◆ What you need to do ◆
Print everything in the data below, from the line containing "black puffer jacket by giving the bounding box." down to the line containing "[416,101,515,367]", with both of those lines included, copied verbatim.

◆ Given entries ◆
::::
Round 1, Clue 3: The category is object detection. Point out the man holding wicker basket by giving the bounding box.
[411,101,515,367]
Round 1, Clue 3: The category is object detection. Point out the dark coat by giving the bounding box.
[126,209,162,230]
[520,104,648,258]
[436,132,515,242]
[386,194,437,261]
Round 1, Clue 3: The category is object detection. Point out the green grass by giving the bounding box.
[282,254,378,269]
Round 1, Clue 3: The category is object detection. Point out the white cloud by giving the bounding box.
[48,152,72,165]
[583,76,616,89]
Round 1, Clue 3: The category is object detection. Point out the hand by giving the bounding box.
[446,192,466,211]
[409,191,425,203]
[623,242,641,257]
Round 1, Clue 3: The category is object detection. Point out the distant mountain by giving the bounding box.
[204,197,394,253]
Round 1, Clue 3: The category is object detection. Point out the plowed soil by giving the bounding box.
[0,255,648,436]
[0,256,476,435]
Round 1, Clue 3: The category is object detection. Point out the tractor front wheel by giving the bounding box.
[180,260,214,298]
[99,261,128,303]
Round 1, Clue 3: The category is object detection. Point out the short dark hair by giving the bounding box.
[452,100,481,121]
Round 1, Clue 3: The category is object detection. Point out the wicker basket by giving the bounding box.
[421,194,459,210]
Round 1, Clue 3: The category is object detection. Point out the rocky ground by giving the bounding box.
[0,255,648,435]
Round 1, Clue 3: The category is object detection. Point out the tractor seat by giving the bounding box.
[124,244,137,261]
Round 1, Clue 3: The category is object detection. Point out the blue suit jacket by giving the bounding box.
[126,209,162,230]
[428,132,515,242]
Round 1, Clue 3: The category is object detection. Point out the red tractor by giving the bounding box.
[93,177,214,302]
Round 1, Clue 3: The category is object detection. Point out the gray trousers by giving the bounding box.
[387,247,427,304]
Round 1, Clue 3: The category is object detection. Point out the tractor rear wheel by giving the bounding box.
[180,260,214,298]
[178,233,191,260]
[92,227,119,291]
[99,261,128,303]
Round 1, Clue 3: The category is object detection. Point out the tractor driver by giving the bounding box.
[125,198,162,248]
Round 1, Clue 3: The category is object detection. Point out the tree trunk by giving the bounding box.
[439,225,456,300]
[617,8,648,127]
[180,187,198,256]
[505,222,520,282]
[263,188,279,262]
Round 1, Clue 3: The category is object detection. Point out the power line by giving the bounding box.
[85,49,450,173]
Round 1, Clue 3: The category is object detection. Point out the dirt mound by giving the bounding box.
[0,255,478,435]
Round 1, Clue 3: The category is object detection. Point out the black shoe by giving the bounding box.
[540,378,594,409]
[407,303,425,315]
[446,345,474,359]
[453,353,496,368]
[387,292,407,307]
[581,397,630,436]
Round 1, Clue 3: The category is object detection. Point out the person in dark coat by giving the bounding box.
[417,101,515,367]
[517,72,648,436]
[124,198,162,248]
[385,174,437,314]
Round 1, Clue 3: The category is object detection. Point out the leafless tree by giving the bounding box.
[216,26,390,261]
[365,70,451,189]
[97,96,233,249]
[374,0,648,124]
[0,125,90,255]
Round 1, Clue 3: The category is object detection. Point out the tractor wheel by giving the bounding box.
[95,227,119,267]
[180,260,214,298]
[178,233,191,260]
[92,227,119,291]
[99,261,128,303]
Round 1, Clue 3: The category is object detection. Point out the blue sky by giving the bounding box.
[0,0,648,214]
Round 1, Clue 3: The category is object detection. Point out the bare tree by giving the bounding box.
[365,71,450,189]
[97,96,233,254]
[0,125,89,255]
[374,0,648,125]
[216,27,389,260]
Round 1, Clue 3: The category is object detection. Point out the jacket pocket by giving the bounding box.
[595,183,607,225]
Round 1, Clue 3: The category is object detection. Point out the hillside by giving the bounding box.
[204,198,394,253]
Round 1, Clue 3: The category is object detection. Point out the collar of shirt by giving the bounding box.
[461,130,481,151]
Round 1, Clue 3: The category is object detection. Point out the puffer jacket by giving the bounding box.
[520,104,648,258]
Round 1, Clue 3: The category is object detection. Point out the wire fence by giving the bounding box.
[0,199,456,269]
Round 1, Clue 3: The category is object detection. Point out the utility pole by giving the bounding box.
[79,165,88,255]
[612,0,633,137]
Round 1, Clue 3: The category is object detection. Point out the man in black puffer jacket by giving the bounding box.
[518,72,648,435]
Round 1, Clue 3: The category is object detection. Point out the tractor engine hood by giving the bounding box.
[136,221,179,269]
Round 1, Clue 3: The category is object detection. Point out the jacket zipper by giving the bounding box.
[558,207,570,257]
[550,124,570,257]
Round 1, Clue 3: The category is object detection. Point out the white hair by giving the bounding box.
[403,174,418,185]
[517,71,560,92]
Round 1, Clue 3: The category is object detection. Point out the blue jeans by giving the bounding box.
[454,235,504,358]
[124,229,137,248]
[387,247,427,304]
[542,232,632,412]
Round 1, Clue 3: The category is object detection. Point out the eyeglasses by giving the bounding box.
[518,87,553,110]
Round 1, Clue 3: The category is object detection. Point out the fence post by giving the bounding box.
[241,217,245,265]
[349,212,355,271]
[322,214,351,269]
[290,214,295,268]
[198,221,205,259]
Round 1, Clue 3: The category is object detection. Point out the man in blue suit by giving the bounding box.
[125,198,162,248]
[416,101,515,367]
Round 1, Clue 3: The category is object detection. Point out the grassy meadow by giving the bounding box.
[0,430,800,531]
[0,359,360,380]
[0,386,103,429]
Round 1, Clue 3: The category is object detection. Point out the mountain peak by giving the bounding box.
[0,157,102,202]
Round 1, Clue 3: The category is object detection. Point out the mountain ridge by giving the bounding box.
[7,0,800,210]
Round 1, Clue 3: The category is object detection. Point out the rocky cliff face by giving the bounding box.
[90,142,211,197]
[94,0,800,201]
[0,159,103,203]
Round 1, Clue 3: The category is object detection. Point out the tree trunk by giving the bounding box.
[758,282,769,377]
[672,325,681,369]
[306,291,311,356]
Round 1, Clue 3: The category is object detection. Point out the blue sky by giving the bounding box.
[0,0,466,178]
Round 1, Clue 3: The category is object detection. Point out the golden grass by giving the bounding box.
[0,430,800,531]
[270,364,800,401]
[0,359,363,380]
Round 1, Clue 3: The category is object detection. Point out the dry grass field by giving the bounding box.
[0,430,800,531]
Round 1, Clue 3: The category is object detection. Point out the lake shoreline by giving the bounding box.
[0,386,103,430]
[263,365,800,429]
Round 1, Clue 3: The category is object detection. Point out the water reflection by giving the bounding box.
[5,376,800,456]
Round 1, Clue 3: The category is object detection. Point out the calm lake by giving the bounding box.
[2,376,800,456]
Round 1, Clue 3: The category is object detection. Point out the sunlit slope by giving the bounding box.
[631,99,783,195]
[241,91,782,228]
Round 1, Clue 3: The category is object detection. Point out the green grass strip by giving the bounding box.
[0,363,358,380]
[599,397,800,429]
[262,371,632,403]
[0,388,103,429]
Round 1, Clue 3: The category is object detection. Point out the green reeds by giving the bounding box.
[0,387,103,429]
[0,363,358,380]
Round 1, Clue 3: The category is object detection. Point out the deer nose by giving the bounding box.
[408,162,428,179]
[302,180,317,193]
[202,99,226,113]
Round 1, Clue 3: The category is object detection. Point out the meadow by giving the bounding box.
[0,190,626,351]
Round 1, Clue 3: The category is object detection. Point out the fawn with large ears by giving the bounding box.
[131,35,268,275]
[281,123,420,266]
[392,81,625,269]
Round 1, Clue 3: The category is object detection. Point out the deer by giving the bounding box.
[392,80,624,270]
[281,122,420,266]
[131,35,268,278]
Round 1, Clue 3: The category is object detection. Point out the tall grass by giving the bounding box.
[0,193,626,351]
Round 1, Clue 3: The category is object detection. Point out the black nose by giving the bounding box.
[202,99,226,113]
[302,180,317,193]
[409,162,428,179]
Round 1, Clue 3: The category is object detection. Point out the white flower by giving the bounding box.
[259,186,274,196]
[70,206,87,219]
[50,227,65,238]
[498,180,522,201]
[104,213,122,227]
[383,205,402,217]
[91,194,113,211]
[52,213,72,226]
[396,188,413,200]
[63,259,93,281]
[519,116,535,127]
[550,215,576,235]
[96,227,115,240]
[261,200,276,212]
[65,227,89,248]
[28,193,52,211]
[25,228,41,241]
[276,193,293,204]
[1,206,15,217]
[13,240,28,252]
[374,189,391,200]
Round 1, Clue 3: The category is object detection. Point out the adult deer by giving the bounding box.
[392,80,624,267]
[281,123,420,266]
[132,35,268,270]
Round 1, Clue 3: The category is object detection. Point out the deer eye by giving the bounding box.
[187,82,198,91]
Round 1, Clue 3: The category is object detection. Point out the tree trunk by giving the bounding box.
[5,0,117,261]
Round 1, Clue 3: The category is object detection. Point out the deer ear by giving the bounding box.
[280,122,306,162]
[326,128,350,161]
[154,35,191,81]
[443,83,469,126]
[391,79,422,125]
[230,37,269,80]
::::
◆ Written answer ◆
Round 1, Clue 3: The category is object detection. Point out the man in black puffer jacket by giving the bounding box.
[518,72,648,435]
Round 1, Clue 3: The category is object detection. Point out the tractor engine hood by giving the bounding box.
[136,221,179,269]
Round 1, Clue 3: The category is object detection. Point out the jacket zipper by giving the bounding box.
[558,207,570,257]
[550,124,570,257]
Round 1, Clue 3: The category is object detection. Point out the white hair by giving the bounding box.
[403,174,418,185]
[517,71,560,92]
Round 1, Clue 3: The category is object detection. Point out the blue jeans by giving the bounding box.
[454,235,504,358]
[124,229,137,248]
[387,247,427,304]
[542,232,632,412]
Round 1, Clue 3: The category is object detection. Point out the eyeglasses by giving the bounding box.
[518,87,553,110]
Round 1, Clue 3: The category is object detection. Point out the fence post by giving the bounding box.
[241,217,245,265]
[349,212,355,271]
[322,214,351,269]
[290,214,295,268]
[198,221,205,259]
Round 1, Clue 3: The category is object detection. Point out the man in blue suit by giving the bounding box.
[125,198,162,248]
[416,101,515,367]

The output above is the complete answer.